= Listed records =

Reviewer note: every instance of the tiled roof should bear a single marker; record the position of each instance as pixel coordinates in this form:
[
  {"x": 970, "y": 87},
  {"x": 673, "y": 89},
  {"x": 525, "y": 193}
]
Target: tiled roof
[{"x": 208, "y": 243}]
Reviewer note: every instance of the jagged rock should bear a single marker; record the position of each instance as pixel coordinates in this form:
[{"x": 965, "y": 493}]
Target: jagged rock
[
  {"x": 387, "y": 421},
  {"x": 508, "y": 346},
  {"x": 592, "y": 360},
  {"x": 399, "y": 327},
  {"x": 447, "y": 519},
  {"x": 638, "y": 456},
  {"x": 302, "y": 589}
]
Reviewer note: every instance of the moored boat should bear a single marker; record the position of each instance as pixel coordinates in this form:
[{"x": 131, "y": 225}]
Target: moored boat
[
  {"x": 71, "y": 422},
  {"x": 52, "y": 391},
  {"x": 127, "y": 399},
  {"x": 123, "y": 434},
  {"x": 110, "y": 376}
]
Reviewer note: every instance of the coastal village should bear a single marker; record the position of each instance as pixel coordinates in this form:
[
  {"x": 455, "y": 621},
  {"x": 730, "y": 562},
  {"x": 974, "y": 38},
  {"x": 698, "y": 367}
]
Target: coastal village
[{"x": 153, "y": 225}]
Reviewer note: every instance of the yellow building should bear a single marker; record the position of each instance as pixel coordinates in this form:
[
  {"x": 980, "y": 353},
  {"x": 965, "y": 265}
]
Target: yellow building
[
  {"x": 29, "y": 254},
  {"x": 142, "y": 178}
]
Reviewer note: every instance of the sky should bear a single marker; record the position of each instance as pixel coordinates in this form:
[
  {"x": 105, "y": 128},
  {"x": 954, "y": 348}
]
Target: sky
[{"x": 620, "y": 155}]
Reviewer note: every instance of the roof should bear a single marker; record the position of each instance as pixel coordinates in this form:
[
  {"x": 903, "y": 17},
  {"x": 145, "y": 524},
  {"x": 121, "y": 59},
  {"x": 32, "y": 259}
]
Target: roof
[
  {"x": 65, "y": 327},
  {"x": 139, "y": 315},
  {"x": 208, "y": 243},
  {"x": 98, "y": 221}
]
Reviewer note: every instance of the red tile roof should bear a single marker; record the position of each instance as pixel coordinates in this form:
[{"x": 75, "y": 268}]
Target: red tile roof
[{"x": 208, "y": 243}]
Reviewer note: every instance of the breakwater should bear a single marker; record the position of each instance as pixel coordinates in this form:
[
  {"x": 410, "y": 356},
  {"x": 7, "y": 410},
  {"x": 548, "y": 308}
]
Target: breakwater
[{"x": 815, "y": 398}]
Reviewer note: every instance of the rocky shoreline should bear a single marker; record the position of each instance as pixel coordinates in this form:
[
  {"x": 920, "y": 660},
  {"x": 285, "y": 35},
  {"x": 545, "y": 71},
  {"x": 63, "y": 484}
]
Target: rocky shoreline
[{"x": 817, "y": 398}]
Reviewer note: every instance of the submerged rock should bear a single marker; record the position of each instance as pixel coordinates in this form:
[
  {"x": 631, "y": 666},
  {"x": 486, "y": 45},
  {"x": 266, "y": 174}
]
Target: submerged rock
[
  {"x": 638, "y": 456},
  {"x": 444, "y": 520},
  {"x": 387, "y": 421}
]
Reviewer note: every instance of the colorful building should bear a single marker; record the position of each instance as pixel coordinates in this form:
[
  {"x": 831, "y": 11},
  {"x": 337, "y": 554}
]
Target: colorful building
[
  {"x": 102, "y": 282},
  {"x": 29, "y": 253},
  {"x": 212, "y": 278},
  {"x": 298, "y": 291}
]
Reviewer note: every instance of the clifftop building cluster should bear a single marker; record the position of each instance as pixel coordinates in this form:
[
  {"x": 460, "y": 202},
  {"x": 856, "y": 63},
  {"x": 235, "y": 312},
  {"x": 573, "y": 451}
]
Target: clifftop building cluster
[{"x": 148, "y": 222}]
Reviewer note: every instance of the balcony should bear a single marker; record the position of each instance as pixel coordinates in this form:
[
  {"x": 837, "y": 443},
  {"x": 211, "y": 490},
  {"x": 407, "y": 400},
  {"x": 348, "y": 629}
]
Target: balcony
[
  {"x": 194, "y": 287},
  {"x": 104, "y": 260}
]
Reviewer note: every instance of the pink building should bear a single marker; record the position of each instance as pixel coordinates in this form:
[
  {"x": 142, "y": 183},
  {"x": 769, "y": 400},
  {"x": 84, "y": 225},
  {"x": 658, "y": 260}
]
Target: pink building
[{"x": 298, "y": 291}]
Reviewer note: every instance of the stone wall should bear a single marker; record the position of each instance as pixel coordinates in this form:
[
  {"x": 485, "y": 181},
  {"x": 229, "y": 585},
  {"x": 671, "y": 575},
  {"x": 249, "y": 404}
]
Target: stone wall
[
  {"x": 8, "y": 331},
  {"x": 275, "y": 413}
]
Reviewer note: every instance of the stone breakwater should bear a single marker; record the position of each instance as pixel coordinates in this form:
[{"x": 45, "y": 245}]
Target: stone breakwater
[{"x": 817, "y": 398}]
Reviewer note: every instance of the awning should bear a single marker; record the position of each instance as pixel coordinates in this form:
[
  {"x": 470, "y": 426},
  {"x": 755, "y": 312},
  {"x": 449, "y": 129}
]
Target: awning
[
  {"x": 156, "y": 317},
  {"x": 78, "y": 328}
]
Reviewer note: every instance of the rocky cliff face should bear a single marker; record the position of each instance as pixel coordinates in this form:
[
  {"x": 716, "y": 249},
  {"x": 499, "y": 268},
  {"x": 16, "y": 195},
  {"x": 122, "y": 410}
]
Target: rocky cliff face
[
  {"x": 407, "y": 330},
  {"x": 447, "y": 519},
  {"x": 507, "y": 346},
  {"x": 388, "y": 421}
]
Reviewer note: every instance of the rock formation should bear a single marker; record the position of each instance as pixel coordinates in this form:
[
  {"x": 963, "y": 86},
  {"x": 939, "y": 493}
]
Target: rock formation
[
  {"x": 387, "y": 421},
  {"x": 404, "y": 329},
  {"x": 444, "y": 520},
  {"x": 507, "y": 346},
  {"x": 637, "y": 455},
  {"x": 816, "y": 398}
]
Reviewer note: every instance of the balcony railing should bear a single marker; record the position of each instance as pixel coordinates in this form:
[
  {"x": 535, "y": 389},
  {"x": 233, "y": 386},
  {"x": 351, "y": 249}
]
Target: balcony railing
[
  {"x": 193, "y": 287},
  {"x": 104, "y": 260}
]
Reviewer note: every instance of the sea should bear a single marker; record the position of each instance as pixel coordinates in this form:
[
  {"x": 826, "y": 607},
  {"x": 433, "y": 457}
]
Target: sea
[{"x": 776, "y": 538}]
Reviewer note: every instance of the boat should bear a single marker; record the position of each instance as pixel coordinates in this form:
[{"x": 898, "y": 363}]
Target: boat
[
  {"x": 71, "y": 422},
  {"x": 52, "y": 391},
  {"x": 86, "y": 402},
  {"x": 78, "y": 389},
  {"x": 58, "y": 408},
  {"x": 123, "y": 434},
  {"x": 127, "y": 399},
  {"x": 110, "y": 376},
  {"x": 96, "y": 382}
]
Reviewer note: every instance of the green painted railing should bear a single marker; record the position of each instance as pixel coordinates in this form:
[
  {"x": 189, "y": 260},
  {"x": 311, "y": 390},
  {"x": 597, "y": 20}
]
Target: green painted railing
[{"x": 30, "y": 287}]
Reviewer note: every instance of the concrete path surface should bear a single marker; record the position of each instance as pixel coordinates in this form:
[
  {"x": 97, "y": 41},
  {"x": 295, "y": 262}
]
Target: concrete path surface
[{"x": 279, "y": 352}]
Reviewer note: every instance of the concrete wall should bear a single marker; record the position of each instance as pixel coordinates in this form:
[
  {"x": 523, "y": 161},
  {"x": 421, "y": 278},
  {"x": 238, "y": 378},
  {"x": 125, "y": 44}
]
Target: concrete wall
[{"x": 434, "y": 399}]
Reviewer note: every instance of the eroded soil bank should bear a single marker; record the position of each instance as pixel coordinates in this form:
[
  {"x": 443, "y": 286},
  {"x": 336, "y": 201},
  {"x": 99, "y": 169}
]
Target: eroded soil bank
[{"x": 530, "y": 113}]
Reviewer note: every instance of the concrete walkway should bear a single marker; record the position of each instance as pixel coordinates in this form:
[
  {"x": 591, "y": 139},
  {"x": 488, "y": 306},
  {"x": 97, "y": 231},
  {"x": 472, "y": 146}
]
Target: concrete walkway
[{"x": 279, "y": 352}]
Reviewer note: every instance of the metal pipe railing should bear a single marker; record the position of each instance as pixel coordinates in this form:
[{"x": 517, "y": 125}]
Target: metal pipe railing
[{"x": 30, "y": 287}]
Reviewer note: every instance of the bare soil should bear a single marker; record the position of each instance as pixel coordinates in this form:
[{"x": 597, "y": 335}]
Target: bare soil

= What the exercise asks =
Copy exactly the line containing "Reviewer note: every instance of the concrete walkway" and every line after it, ending with the last line of the records above.

= Completed exercise =
Reviewer note: every instance of the concrete walkway should bear a single marker; record the position of each instance as pixel coordinates in this form:
[
  {"x": 591, "y": 139},
  {"x": 488, "y": 306},
  {"x": 97, "y": 231},
  {"x": 472, "y": 146}
]
Target: concrete walkway
[{"x": 279, "y": 352}]
Reviewer note: every instance of the metal pipe railing should bear a single marker; record the position of each instance as pixel coordinates in this form:
[{"x": 517, "y": 125}]
Target: metal pipe railing
[{"x": 30, "y": 287}]
Reviewer note: every instance of the bare soil should bear a single marker; record the position of each instance as pixel coordinates in this form:
[{"x": 597, "y": 335}]
Target: bare soil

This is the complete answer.